Task to complete: Reproduce the lines below exactly. Skip images.

────────────────

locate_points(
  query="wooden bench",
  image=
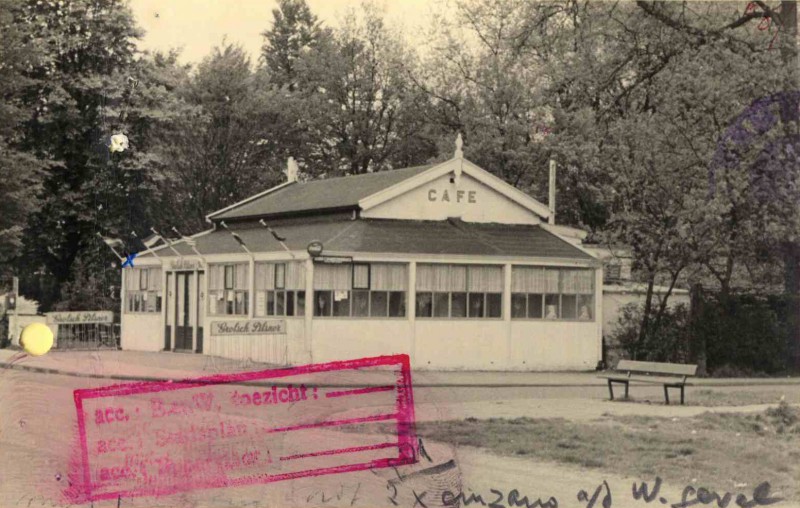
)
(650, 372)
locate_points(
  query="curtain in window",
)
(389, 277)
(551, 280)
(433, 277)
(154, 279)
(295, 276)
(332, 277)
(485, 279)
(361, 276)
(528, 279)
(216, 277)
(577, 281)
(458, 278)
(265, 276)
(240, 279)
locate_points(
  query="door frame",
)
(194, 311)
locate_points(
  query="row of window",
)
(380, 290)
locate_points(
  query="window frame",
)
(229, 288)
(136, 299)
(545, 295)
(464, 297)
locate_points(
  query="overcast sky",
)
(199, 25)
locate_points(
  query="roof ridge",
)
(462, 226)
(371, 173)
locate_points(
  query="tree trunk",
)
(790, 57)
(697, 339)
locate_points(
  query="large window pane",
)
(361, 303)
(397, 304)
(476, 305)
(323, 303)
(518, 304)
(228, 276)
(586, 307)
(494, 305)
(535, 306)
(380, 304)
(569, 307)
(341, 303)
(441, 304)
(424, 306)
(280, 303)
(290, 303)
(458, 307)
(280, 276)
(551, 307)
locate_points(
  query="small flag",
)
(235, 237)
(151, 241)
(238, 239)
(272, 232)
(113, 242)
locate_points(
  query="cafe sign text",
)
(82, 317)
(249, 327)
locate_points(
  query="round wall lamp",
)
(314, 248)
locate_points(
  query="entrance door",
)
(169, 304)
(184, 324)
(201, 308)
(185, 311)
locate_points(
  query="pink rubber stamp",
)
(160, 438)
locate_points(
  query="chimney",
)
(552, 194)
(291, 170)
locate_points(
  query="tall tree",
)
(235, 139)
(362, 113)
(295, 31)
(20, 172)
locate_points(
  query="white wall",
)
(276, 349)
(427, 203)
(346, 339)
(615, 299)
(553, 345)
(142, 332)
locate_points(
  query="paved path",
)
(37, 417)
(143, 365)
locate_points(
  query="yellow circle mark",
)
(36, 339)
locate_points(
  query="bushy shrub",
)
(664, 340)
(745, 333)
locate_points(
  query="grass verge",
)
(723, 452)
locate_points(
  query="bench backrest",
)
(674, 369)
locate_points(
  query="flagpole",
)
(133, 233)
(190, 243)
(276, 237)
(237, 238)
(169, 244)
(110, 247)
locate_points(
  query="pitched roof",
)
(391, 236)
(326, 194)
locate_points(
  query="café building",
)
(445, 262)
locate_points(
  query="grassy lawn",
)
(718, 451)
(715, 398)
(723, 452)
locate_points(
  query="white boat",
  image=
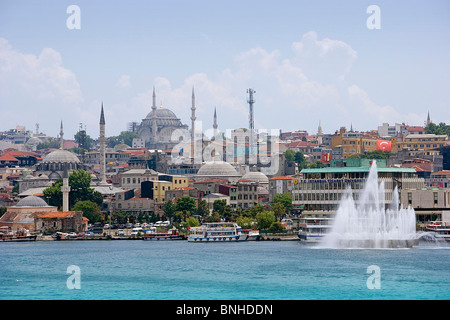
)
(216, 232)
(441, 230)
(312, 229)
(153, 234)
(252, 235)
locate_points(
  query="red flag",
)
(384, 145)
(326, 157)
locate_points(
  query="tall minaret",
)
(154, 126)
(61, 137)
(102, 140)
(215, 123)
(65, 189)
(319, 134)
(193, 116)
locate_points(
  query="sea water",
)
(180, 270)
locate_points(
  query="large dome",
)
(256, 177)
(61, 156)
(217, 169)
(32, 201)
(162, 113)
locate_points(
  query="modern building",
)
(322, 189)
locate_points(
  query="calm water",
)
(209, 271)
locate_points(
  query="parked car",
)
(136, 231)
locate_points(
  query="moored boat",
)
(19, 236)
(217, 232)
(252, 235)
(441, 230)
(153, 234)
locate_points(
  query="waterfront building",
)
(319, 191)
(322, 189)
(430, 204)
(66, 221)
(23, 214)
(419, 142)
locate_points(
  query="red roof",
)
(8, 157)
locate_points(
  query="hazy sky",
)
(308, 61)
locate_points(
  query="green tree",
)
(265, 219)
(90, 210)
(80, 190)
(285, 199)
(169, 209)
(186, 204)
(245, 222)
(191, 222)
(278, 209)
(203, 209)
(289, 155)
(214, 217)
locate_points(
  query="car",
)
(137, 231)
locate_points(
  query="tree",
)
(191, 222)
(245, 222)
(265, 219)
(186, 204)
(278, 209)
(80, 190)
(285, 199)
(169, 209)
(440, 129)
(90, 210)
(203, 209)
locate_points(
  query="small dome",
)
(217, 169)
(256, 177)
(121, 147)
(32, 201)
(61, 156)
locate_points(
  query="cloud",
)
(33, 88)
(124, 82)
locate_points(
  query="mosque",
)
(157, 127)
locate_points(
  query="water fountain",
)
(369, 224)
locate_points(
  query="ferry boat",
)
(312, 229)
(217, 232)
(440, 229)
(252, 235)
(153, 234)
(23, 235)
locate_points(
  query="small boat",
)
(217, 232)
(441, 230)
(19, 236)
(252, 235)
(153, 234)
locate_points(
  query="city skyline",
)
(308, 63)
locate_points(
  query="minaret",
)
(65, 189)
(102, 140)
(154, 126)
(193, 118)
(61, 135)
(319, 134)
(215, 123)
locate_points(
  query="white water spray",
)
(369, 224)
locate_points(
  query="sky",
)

────────────────

Reply:
locate_points(
  query="wooden bench",
  image=
)
(650, 372)
locate_points(
  query="curtain in window",
)
(389, 277)
(551, 280)
(433, 277)
(154, 279)
(295, 276)
(332, 277)
(485, 279)
(361, 276)
(528, 279)
(216, 277)
(577, 281)
(458, 278)
(265, 276)
(240, 279)
locate_points(
  query="door frame",
)
(194, 311)
locate_points(
  query="row of window",
)
(380, 290)
locate_points(
  query="window frame",
)
(229, 288)
(136, 299)
(545, 295)
(464, 297)
locate_points(
  query="overcast sky",
)
(199, 25)
locate_points(
  query="roof ridge",
)
(462, 226)
(371, 173)
locate_points(
  query="tree trunk",
)
(790, 57)
(697, 339)
locate_points(
  query="large window pane",
)
(361, 303)
(397, 304)
(476, 305)
(323, 303)
(518, 304)
(228, 276)
(586, 307)
(494, 305)
(535, 306)
(380, 304)
(569, 307)
(341, 303)
(441, 304)
(424, 306)
(280, 303)
(290, 303)
(458, 307)
(280, 276)
(551, 307)
locate_points(
  query="small flag",
)
(235, 237)
(151, 241)
(238, 239)
(272, 232)
(113, 242)
locate_points(
  query="cafe sign text",
)
(82, 317)
(249, 327)
locate_points(
  query="round wall lamp",
)
(314, 248)
locate_points(
  query="entrance door",
)
(169, 304)
(184, 324)
(201, 308)
(185, 311)
locate_points(
  query="pink rubber stamp",
)
(160, 438)
locate_points(
  query="chimney",
)
(552, 194)
(291, 170)
locate_points(
  query="tall tree",
)
(235, 139)
(362, 113)
(295, 31)
(20, 172)
locate_points(
  query="white wall",
)
(276, 349)
(427, 203)
(346, 339)
(615, 299)
(553, 345)
(142, 332)
locate_points(
  query="paved path",
)
(37, 417)
(143, 365)
locate_points(
  query="yellow circle mark",
)
(36, 339)
locate_points(
  query="bushy shrub",
)
(664, 340)
(745, 333)
locate_points(
  query="grass verge",
)
(723, 452)
locate_points(
  query="bench backrest",
)
(674, 369)
locate_points(
  query="flagpole",
)
(133, 233)
(190, 243)
(276, 237)
(237, 238)
(169, 244)
(110, 247)
locate_points(
  query="pitched roof",
)
(391, 236)
(326, 194)
locate_points(
  query="café building",
)
(445, 262)
locate_points(
  query="grassy lawn",
)
(718, 451)
(715, 398)
(723, 452)
locate_points(
  query="white boat",
  image=
)
(216, 232)
(441, 230)
(312, 229)
(153, 234)
(252, 235)
locate_points(
  query="red flag",
)
(384, 145)
(326, 157)
locate_points(
  query="tall minaret",
)
(154, 126)
(61, 137)
(102, 140)
(215, 123)
(65, 189)
(319, 134)
(193, 116)
locate_points(
  query="sea water",
)
(180, 270)
locate_points(
  query="large dome",
)
(256, 177)
(61, 156)
(217, 169)
(32, 201)
(162, 113)
locate_points(
  query="modern building",
)
(322, 189)
locate_points(
  query="calm water",
)
(209, 271)
locate_points(
  query="parked car",
)
(136, 231)
locate_points(
  query="moored boat",
)
(19, 236)
(217, 232)
(252, 235)
(441, 230)
(153, 234)
locate_points(
  query="waterfront building",
)
(319, 191)
(322, 189)
(430, 204)
(66, 221)
(23, 214)
(419, 142)
locate_points(
  query="red roof",
)
(8, 157)
locate_points(
  query="hazy sky",
)
(308, 61)
locate_points(
  query="green tree",
)
(265, 219)
(90, 210)
(80, 190)
(285, 199)
(169, 209)
(186, 204)
(245, 222)
(191, 222)
(278, 209)
(203, 209)
(289, 155)
(214, 217)
locate_points(
  query="car",
)
(137, 231)
locate_points(
  query="tree",
)
(191, 222)
(245, 222)
(265, 219)
(186, 204)
(278, 209)
(80, 190)
(285, 199)
(169, 209)
(440, 129)
(90, 210)
(203, 209)
locate_points(
  query="small dome",
)
(217, 169)
(256, 177)
(121, 147)
(32, 201)
(61, 156)
locate_points(
  query="cloud",
)
(33, 88)
(124, 82)
locate_points(
  query="mosque",
)
(157, 127)
locate_points(
  query="water fountain",
)
(369, 224)
locate_points(
  query="ferry boat",
)
(312, 229)
(217, 232)
(440, 229)
(252, 235)
(153, 234)
(23, 235)
locate_points(
  query="small boat",
)
(217, 232)
(441, 230)
(19, 236)
(252, 235)
(153, 234)
locate_points(
  query="city skyline",
)
(308, 63)
locate_points(
  query="minaret",
)
(65, 189)
(102, 140)
(154, 126)
(193, 118)
(61, 135)
(319, 134)
(215, 123)
locate_points(
  query="white water spray",
)
(369, 224)
locate_points(
  query="sky",
)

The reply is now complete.